━━━ Available data

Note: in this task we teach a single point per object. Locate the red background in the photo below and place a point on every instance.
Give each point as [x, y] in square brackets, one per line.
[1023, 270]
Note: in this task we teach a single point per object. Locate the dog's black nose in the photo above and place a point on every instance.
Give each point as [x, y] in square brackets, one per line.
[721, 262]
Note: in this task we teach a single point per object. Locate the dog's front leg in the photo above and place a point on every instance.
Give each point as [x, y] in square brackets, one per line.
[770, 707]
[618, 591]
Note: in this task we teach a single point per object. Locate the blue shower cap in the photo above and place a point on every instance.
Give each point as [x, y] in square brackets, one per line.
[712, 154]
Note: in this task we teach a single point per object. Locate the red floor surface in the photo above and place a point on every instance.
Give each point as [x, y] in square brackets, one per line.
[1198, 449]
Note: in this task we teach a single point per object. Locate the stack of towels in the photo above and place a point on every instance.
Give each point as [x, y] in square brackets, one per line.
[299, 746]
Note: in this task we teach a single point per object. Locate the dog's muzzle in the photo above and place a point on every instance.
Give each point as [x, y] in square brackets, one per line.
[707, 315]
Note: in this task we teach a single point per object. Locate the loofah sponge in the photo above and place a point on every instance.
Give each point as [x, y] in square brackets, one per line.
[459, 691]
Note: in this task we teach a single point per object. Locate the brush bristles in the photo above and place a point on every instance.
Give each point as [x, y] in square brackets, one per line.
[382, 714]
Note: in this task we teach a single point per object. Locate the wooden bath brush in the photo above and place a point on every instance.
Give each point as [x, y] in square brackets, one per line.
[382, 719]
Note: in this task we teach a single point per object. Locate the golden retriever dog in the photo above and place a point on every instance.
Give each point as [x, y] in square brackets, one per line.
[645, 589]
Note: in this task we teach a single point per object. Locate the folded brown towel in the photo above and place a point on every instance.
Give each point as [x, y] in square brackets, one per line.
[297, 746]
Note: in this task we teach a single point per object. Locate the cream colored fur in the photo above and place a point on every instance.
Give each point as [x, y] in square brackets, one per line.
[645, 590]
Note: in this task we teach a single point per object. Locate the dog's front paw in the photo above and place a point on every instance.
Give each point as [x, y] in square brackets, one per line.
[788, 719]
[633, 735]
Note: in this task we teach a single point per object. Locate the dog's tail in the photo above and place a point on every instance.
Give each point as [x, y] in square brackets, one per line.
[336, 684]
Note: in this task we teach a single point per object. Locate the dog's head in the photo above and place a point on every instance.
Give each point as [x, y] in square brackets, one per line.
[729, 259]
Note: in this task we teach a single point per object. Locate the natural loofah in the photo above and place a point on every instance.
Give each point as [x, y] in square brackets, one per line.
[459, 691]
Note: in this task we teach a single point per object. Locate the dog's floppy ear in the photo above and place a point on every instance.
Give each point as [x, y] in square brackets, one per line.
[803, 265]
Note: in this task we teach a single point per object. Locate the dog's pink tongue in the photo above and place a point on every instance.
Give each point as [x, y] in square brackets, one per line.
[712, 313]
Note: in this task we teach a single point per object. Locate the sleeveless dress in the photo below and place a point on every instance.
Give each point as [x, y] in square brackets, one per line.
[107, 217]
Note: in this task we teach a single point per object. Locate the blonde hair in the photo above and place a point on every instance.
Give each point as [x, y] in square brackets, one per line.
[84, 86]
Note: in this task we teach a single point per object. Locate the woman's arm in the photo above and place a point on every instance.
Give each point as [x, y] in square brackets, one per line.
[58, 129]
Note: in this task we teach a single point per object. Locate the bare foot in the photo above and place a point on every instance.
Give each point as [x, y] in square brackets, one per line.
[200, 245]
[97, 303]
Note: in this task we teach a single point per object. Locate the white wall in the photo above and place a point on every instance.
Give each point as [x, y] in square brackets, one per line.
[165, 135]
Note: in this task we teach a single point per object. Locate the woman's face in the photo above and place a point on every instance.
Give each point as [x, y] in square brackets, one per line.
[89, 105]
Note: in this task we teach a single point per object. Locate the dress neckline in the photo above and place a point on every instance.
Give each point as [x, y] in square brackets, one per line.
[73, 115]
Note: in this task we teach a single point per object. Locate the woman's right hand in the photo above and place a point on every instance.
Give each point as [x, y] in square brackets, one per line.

━━━━━━

# Task
Write out the records above again, keeping each one identical to the original.

# Reply
Note: in this task we teach a single point per object. Locate the red background in the photo below and place a point on every instance.
Give each point as [x, y] in square brackets, one per line.
[1023, 270]
Note: in this task we teach a single point per object. Locate the dog's black nose in the photo above and place a point on every instance.
Give each point as [x, y] in square brackets, one per line.
[721, 262]
Note: in this task we teach a single point per object. Locate the dog's front leg in the photo above and place a point on every instance.
Give each point as [x, y] in square brackets, one per line.
[770, 707]
[618, 591]
Note: in this task we teach a single point per object. Locate the blue shower cap in the photo above and place a point on every instance.
Give each point as [x, y] in square brackets, one per line.
[712, 154]
Note: in this task we teach a single point per object. Locate the red floor surface in the photo above and place a point on every instance.
Give each point as [x, y] in square brackets, one per line.
[1198, 449]
Note: in this task we teach a single point per object. Locate the stack of towels in the photo above and place a point on every instance.
Give each point as [x, y] in square brackets, one per line.
[299, 746]
Note: in this task we teach a single point per object. Locate the dog's muzzle in the photo above and place a point on every instance.
Give each point as [x, y] in square brackets, one per line.
[707, 315]
Note: in this task we teach a single point per object. Locate the loofah sponge in the photo above and place a point on every instance.
Give each point as [x, y] in square brackets, one per line.
[459, 691]
Note: in this task we teach a single point per object. Locate the brush bristles in the photo above and place a point on every instance.
Give each point as [x, y] in square brackets, one per line.
[382, 714]
Note: in this task we teach a single point per object. Locate the wooden bath brush in the photo above and place a point on every instance.
Give each point as [x, y] in square brackets, one per line.
[382, 719]
Note: in this task we teach a single point per object. Locate the golden retriever dog in the photo above and place a point on every instance.
Give each point as [x, y] in square brackets, one per line.
[645, 589]
Note: in this task we teach a single point per object. Locate the folded brown towel in the photo above and place a point on every instance.
Give each point as [x, y] in square brackets, one per line.
[297, 746]
Note: in this task we teach a single point per object. Locate the cream colored fur in the photo above and place a point on every instance.
Give each point as [x, y] in square brackets, one per line.
[645, 590]
Note: in this task we teach a single point per object. Locate the dog's front paw in the photo above and place a point on every instance.
Give each point as [x, y] in square brackets, one per line.
[788, 719]
[633, 735]
Note: in this task we teach a single point per object. Locate the dog's tail in the photo above and place a point on every instance.
Give each point as [x, y] in square brackets, one per line.
[336, 684]
Note: in this task we teach a single point per object. Locate the dog's head in the photo above and place a point on every instance.
Give each point as [x, y] in square brackets, one per line.
[729, 259]
Note: in this task we teach a single point per object. Locate the natural loofah in the photo above and place a point on every instance.
Give each point as [x, y] in square brackets, one per line.
[459, 691]
Note: in this task we teach a single point per object. Locate the dog's floppy ear in the photo above and place a point on every instance.
Give each point as [x, y] in square brackets, one per line.
[803, 265]
Note: in this task we teach a single point per object. Locate the dog's pink tongue in the photo above and place a point on every instance.
Give each point as [x, y] in square brackets, one per line.
[712, 313]
Note: in this task we teach a single point per object. Locate the sleeveless dress in the photo below and place a point on every instance.
Give each point as [x, y] in square brackets, one per line.
[107, 217]
Note: in this task we teach a single point per object. Locate the blonde hair in the photo above and place a point on every instance.
Give each point as [x, y] in square brackets, one per line.
[84, 86]
Note: in this task we teach a single point per object. Locate the woman's arm in the photo above and place a point on every instance.
Give each point as [x, y] in square brackets, one per line.
[58, 129]
Note: in this task we teach a single point per object. Locate the bare foot in the photo above and place a point on every instance.
Give each point as [x, y] in square brackets, one per line.
[200, 245]
[97, 303]
Note: in this task we teach a single point per object. Locate the white wall in the photo above and place a point on every instance.
Give each point as [x, y] in square brackets, one per line.
[165, 135]
Note: in this task we teach a single point per object. Locate the woman's face in the photo above and place a point on every instance.
Give each point as [x, y] in square brackets, one per line.
[89, 105]
Note: in this task we teach a single point per object. Locate the dress neckline in the photo above and place a point on every instance.
Give each point as [x, y] in square brackets, one per line.
[73, 115]
Note: in this task we teach a single point per object. Locate the woman's right hand in the photo above and place a point on every instance.
Give each point as [x, y] in square brackets, one per line.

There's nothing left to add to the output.